Jリーグが2015年シーズンから2ステージ制に変更することを発表すると、各スタジアムではサポーターが反対の横断幕を掲げ、各メディアも批判的な論調の記事を掲載した。だが、時が経つにつれ、2ステージ制への議論は薄まっていく。

 それは、日本プロサッカー選手会会長である佐藤寿人が、「納得する、しないではなく、僕たちは決められたレギュレーションで、プロ選手としてしっかり戦っていくだけ。選手たちも理解を深めていくことが必要だし、前を向いて戦うというポジティブな考え方を持っていきたい。1シーズン制が一番なのは、すべての人が理解していること。ただ、これからの発展を考えた時に、ポストシーズン制導入は避けて通れない道だと思った」と2ステージ制を受け入れる発言をしたことも影響しているだろう。

 選手たちが前に進んでいるのならば、サポーターはそれをサポートする。不満がなくなれば、世論は収まる。そうなると、多くのメディアが取り上げなくなるため、今や「2ステージ制」というワードを目にすることはほとんどない。だが、2ステージ制に対する佐藤のコメントには続きがある。

「ACLの出場権や、ポストステージの開催方法、年間順位の決定方法、降格の考え方など、まだ決まっていないことが多い。選手たちが不満を持って戦うことがあってはならないので、それらはこれから議論を重ねてクリアしていかなければならない」

*提供情報*.

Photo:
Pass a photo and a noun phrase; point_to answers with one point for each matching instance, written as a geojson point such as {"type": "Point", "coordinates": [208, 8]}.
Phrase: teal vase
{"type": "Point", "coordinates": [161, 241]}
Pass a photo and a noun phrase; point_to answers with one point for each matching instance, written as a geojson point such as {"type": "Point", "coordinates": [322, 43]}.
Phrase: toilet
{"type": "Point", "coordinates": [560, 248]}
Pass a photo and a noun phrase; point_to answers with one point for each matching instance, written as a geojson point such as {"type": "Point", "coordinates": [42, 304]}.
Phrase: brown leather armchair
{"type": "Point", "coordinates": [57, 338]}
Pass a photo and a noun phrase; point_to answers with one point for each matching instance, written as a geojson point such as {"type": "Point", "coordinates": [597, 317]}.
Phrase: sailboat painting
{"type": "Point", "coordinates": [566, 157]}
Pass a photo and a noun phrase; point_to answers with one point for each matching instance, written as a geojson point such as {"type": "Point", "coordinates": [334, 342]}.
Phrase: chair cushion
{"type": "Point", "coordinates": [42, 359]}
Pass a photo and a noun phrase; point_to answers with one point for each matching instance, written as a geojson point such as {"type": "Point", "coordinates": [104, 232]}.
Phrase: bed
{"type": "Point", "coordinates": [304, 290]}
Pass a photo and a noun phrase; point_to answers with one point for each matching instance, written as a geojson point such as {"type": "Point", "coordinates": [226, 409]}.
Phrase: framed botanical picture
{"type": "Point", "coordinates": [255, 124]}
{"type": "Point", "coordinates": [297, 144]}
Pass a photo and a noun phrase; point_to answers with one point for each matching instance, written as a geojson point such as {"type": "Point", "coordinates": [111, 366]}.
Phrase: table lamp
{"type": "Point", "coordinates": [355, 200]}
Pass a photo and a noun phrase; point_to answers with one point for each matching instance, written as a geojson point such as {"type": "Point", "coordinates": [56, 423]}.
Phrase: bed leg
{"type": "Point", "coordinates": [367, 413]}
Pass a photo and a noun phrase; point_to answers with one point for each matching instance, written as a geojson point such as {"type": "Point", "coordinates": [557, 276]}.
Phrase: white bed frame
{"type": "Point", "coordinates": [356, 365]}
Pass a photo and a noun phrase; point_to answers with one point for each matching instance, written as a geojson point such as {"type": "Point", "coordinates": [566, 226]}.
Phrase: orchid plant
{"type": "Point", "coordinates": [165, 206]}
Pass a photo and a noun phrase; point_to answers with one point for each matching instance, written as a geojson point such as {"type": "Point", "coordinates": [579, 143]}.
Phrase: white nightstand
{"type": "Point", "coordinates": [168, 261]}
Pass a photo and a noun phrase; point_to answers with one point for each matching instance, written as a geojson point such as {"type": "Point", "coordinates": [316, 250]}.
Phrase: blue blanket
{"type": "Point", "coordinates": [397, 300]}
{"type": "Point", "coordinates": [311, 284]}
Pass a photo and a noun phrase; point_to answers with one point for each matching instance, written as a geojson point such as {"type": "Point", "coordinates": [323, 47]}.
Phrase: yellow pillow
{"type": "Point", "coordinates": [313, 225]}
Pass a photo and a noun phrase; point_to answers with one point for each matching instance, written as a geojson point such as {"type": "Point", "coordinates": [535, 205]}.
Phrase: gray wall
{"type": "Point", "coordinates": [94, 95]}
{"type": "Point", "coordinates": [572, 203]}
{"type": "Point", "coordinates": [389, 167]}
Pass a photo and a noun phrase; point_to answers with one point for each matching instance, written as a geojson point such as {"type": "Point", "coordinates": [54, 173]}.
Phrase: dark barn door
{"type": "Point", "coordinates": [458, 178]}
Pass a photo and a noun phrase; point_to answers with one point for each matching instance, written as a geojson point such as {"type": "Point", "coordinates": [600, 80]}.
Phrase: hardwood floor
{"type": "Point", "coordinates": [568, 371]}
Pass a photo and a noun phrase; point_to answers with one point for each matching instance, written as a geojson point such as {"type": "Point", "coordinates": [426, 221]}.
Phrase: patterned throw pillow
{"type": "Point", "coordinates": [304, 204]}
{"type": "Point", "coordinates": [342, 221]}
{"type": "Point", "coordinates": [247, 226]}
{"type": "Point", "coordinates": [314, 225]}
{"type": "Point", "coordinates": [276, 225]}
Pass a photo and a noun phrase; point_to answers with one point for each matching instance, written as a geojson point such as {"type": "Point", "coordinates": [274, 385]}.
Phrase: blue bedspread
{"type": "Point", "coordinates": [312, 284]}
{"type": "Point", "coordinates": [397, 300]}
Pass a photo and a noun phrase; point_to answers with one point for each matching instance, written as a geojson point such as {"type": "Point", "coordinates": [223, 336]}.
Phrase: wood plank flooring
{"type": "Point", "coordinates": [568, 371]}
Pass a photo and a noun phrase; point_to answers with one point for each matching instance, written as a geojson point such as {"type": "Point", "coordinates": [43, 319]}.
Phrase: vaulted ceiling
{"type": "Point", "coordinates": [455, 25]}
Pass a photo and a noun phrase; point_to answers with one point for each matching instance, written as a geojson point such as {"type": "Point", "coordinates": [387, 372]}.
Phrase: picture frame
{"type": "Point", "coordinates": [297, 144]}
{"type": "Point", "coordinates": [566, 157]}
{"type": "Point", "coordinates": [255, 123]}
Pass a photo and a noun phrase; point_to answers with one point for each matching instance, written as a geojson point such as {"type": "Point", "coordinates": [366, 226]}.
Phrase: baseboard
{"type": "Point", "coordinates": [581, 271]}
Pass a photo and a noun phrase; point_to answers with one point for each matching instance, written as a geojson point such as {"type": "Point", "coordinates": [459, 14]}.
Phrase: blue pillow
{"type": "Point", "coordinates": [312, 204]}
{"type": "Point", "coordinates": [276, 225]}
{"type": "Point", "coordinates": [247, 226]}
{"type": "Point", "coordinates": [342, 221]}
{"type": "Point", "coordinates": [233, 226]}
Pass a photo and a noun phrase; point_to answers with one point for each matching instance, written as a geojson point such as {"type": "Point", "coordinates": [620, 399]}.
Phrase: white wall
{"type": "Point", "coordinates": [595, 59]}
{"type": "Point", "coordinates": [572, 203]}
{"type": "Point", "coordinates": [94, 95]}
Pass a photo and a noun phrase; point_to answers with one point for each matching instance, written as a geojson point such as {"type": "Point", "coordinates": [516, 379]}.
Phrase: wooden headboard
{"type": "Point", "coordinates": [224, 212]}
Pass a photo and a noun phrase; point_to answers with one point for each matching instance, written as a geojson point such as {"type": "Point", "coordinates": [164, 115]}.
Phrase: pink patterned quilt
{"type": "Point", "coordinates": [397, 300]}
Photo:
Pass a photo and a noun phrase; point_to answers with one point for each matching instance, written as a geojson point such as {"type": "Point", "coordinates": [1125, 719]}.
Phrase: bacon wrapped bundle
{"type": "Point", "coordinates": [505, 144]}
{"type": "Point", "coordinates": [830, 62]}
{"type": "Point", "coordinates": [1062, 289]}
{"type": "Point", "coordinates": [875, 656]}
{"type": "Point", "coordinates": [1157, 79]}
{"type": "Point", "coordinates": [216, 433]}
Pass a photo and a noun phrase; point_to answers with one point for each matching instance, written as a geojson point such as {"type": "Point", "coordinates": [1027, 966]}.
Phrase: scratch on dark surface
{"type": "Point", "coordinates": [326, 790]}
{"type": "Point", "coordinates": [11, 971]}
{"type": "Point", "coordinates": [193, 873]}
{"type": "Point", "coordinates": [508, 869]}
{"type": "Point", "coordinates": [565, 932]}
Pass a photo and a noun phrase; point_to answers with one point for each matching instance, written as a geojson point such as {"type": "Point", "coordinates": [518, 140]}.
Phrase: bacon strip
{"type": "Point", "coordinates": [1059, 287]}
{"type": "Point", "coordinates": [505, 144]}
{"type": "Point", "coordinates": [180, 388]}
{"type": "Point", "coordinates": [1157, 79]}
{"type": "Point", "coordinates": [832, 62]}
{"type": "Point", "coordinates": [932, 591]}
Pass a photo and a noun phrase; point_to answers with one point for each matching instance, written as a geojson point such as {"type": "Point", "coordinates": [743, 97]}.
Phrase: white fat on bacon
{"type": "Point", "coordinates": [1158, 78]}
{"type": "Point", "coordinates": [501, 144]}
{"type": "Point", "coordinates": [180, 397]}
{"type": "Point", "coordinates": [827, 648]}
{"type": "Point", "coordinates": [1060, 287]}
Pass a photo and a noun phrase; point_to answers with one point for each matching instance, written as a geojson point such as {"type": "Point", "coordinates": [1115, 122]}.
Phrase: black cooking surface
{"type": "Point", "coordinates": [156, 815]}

*課題一覧*.
1. Jリーグの2ステージ制についての文章で、佐藤寿人はどのような立場の人物として紹介されていますか。
2. Jリーグの2ステージ制についての文章のうち、「Jリーグが2015年シーズン」を含む箇所から書き写し始め、「たことも影響しているだろう。」まで書き写したらそこで終えてください。
3. Jリーグの2ステージ制についての文章を、最後の文の後から書き継いでください。
上の項目は参照しなくても構いません。

*回答*.
1. 日本プロサッカー選手会会長です。

2.
Jリーグが2015年シーズンから2ステージ制に変更することを発表すると、各スタジアムではサポーターが反対の横断幕を掲げ、各メディアも批判的な論調の記事を掲載した。だが、時が経つにつれ、2ステージ制への議論は薄まっていく。

 それは、日本プロサッカー選手会会長である佐藤寿人が、「納得する、しないではなく、僕たちは決められたレギュレーションで、プロ選手としてしっかり戦っていくだけ。選手たちも理解を深めていくことが必要だし、前を向いて戦うというポジティブな考え方を持っていきたい。1シーズン制が一番なのは、すべての人が理解していること。ただ、これからの発展を考えた時に、ポストシーズン制導入は避けて通れない道だと思った」と2ステージ制を受け入れる発言をしたことも影響しているだろう。

3.
 つまり、まだ議論を終わらせるのは早い。特に、完全優勝を果たせないレギュレーションになっていることは、問題視すべきだろう。

 Jリーグが開幕時から採用してきた2ステージ制だが、1997年から、両ステージの優勝クラブが同一の場合はそのクラブを年間優勝とし、チャンピオンシップは開催しない規定となった。

 このルールにより、ある意味で2ステージ制でも、リーグ戦に近い形で優勝を収められることになり、これが選手たちの一つの目標となっていた。

 それを物語るのが、黄金期を築いたジュビロ磐田選手たちのコメントだ。

 磐田選手たちは、99年シーズンの優勝は、「モヤモヤがあった」と振り返っている。というのも、年間総合順位では清水エスパルスが1位だったからだ。「年間総合順位のチームがリーグ優勝とならないのはおかしい」という批判の声があったことを磐田の選手は知っていた。

 そして、2001年シーズン。磐田は、年間総合順位で2位に17ポイント差をつける圧倒的な力を見せ付けたが、チャンピオンシップを制したのは鹿島アントラーズだった。磐田は清水と同じ苦汁をなめることになる。

 迎えた2002年シーズン。磐田選手たちは開幕前に話し合う。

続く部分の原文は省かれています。